▶ _WHAT THE TASK REQUIRES_: Taking the listing below, restate word for word each line from the line with "Exercise. Identify the wooden railing" to the line with "Exercise. Identify the corrugated", ends included, and stop there.

--------------------

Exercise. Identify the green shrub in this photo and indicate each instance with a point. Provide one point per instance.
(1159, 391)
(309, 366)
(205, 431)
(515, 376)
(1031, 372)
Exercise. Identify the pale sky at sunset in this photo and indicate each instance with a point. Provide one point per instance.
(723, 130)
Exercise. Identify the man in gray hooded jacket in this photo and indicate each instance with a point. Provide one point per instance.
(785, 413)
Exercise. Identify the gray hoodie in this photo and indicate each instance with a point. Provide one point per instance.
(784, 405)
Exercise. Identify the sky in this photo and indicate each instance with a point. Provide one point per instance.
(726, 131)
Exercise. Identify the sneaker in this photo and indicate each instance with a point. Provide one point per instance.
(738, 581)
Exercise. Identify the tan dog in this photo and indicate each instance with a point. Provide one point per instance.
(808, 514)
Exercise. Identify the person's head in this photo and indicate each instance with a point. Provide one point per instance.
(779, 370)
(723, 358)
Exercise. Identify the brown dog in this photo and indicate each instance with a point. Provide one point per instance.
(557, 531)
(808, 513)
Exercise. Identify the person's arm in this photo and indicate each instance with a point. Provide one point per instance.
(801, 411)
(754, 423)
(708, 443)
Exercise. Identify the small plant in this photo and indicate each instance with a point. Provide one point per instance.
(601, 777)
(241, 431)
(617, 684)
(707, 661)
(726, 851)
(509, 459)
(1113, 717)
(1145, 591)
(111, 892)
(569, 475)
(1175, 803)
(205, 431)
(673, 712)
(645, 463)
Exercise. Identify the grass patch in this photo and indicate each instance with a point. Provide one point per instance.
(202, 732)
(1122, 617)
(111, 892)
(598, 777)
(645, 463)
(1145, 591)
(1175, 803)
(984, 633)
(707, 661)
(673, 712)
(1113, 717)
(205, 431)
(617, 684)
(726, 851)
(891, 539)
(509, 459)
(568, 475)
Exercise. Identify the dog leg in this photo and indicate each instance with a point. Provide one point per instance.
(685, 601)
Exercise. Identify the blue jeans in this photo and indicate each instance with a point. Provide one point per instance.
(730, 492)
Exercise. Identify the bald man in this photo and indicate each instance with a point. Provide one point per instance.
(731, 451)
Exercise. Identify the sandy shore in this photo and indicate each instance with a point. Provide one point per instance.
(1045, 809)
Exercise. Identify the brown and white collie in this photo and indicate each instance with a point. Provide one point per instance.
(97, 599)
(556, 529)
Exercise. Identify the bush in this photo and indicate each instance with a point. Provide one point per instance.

--------------------

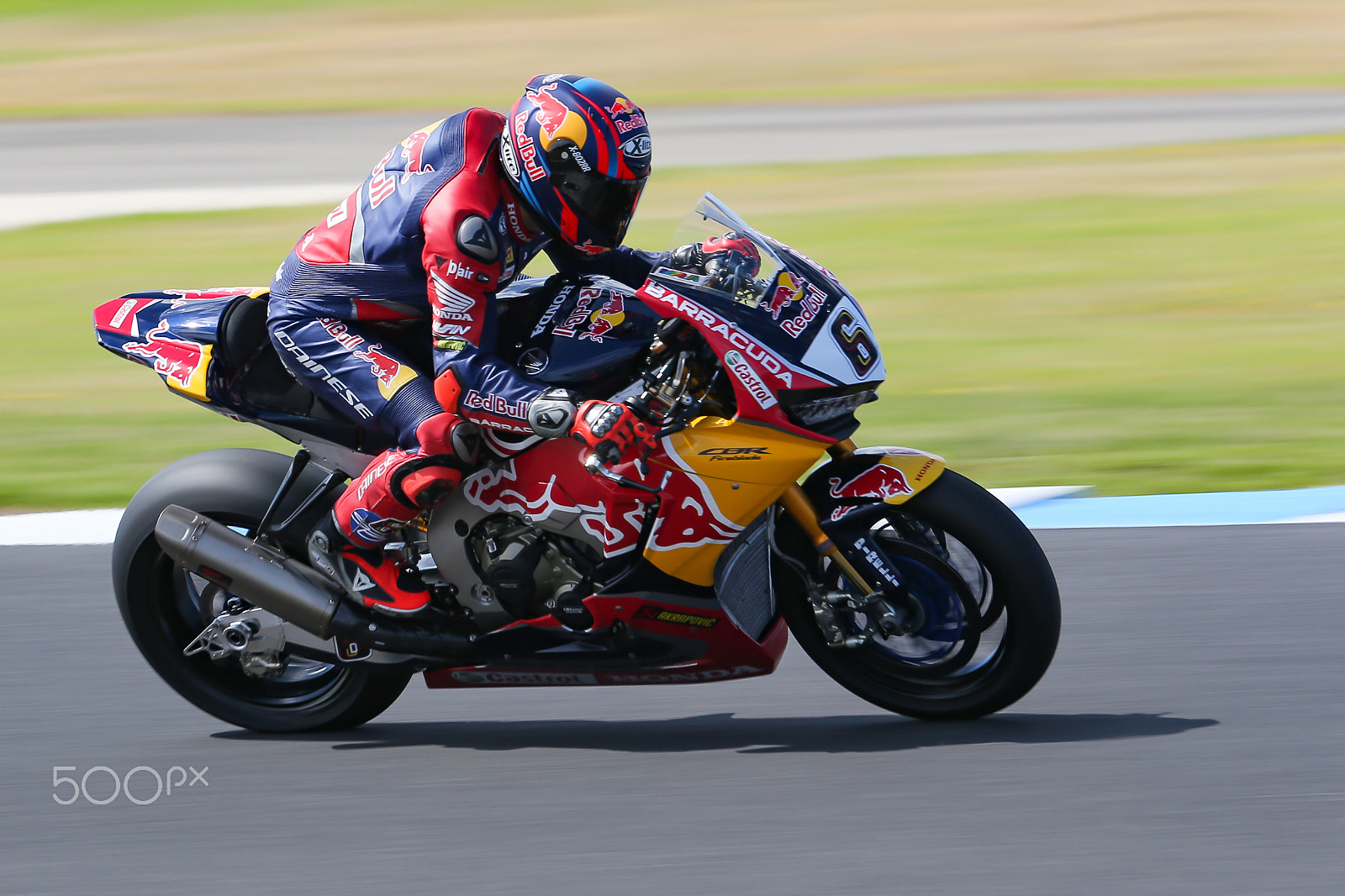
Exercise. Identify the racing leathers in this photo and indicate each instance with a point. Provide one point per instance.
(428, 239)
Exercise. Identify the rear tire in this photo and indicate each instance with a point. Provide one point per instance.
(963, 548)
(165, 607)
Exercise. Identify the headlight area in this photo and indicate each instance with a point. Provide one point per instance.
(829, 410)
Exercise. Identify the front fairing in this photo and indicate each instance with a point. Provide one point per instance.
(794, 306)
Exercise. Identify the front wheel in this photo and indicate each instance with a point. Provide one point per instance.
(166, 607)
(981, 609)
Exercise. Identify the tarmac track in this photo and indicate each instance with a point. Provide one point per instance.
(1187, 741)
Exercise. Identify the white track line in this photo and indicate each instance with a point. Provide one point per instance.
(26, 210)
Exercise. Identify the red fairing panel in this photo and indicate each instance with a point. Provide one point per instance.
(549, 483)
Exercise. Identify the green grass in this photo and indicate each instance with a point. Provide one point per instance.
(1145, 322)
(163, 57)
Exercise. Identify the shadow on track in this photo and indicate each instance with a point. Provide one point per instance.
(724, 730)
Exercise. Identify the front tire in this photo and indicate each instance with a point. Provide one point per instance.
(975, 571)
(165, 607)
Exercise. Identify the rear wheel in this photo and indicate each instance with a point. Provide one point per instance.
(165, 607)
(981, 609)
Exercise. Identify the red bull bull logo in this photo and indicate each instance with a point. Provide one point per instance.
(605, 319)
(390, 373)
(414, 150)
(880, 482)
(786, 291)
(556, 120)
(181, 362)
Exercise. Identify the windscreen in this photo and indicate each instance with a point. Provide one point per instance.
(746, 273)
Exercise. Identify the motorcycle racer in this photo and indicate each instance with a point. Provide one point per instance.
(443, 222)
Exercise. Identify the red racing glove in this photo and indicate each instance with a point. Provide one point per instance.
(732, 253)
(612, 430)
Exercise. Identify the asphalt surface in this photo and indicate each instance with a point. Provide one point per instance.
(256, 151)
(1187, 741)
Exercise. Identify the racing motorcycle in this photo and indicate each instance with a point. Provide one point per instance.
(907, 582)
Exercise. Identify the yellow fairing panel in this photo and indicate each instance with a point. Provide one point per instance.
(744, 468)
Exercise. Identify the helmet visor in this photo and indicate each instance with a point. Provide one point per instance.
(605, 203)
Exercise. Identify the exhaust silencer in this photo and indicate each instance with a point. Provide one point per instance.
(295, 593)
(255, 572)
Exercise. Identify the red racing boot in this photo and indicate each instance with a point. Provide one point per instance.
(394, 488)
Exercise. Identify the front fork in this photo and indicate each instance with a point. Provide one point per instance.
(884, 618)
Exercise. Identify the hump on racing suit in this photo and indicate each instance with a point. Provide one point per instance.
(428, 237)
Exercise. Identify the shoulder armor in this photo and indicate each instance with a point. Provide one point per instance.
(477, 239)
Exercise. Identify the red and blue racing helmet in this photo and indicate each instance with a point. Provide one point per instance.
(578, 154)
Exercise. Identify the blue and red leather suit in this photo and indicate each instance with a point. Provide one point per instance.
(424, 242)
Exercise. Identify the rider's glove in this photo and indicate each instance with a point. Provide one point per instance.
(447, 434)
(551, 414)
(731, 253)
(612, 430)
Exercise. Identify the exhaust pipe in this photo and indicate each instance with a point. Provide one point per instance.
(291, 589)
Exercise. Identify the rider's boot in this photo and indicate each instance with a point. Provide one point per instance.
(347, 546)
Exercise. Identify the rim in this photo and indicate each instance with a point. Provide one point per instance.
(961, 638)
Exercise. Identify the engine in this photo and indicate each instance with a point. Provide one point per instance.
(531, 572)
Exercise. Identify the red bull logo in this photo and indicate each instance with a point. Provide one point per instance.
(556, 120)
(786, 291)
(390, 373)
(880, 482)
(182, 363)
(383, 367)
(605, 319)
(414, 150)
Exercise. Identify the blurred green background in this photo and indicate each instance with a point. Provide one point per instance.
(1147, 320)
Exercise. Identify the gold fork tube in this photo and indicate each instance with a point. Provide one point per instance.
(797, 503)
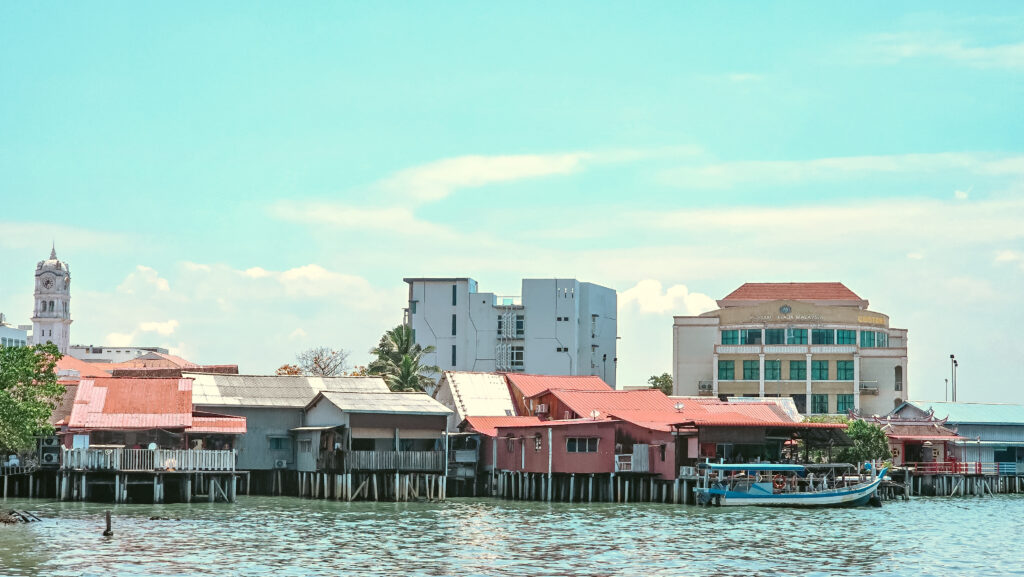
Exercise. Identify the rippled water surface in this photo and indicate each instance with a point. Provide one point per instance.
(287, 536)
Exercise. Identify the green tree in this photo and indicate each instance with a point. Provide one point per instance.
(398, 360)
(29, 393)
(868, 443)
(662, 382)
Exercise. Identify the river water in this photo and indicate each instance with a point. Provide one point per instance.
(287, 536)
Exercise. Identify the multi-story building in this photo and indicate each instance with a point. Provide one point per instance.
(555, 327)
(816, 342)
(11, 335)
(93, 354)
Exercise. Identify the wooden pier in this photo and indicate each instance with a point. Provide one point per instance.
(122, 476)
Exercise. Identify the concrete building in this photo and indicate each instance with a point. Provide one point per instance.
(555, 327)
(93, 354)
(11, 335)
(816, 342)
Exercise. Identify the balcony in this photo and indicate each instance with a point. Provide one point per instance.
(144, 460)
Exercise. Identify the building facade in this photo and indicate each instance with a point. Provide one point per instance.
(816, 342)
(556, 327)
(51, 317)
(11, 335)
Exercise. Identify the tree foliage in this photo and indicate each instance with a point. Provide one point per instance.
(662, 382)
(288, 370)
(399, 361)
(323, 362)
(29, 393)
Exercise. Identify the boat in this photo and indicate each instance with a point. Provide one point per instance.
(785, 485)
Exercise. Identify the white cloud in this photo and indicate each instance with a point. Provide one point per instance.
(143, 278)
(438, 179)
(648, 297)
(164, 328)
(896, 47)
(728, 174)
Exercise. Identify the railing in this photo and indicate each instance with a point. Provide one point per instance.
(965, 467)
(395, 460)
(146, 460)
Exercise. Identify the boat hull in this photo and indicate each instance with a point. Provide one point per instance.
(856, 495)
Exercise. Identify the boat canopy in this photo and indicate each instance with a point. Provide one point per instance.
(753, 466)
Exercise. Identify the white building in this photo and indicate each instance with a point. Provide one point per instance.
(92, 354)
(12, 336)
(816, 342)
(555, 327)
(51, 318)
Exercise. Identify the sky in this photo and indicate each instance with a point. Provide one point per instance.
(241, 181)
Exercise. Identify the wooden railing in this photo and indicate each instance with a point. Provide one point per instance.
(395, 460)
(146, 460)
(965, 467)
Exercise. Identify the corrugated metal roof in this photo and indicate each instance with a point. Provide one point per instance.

--------------------

▶ _RESULT FOR THIS TASK_:
Exercise. Identify the wooden railing in this photo and indicate each instance with a point. Provide one point per instance.
(395, 460)
(146, 460)
(965, 467)
Exercise. Identify the corrugated metal roof in this photo and indicate each instance with a point. Provide one point per instance.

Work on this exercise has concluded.